■ RECORDED DATA ■
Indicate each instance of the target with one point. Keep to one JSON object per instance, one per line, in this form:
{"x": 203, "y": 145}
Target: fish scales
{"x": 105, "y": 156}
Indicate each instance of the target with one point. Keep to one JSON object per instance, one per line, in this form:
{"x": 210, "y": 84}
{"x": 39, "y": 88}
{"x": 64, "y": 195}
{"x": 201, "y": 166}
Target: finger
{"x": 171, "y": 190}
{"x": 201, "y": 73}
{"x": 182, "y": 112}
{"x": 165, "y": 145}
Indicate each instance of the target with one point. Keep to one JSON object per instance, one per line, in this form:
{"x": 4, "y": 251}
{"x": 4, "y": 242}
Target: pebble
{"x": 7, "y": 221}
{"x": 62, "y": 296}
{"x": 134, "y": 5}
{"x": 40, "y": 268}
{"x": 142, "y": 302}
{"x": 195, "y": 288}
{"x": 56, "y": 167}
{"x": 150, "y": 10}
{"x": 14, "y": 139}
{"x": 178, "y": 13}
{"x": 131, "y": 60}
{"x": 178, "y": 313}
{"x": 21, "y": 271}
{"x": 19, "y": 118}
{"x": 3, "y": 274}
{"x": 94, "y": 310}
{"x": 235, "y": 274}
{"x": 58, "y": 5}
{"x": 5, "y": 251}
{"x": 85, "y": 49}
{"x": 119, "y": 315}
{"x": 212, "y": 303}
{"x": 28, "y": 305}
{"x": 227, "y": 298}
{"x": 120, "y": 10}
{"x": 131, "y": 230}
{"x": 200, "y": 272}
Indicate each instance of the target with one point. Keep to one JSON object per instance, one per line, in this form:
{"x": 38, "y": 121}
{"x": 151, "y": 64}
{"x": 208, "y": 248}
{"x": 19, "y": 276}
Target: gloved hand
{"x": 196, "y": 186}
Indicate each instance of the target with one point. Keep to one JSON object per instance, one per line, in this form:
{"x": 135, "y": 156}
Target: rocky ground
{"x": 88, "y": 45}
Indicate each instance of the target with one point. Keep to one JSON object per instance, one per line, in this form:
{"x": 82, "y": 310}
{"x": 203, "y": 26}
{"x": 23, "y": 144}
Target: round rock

■ EXERCISE PROMPT ■
Could you give back every line of the data above, character for character, with nothing altered or left out?

■ EXERCISE OUTPUT ■
Indicate each instance of the target with one point. Keep to one JSON object per instance, one per line, in this form:
{"x": 203, "y": 145}
Target: fish scales
{"x": 105, "y": 156}
Indicate each instance of the target with one point. Keep to one JSON object per instance, one per line, in this form:
{"x": 210, "y": 84}
{"x": 39, "y": 88}
{"x": 64, "y": 195}
{"x": 201, "y": 166}
Target: finger
{"x": 171, "y": 190}
{"x": 201, "y": 73}
{"x": 182, "y": 112}
{"x": 165, "y": 145}
Indicate each instance of the target with one point. Keep to one JSON object per instance, one per line, in this form:
{"x": 4, "y": 251}
{"x": 4, "y": 242}
Target: pebble
{"x": 7, "y": 221}
{"x": 62, "y": 296}
{"x": 134, "y": 5}
{"x": 40, "y": 268}
{"x": 142, "y": 302}
{"x": 195, "y": 288}
{"x": 56, "y": 167}
{"x": 150, "y": 10}
{"x": 14, "y": 139}
{"x": 178, "y": 13}
{"x": 131, "y": 60}
{"x": 178, "y": 313}
{"x": 21, "y": 271}
{"x": 19, "y": 118}
{"x": 3, "y": 274}
{"x": 94, "y": 310}
{"x": 235, "y": 274}
{"x": 58, "y": 5}
{"x": 5, "y": 251}
{"x": 85, "y": 49}
{"x": 119, "y": 315}
{"x": 212, "y": 303}
{"x": 28, "y": 305}
{"x": 227, "y": 298}
{"x": 120, "y": 10}
{"x": 131, "y": 230}
{"x": 200, "y": 272}
Indicate each instance of the target with one point. Keep to one JSON object per instance, one per line, in this form:
{"x": 38, "y": 121}
{"x": 151, "y": 64}
{"x": 208, "y": 248}
{"x": 19, "y": 276}
Target: gloved hand
{"x": 196, "y": 186}
Indicate each instance of the target with one point. Keep to one JSON object per instance, one per line, in this form:
{"x": 135, "y": 156}
Target: rocky ground
{"x": 88, "y": 45}
Indicate each instance of the target with one point. Keep to one JSON object per instance, one per line, in this form:
{"x": 82, "y": 310}
{"x": 203, "y": 26}
{"x": 23, "y": 144}
Target: round rock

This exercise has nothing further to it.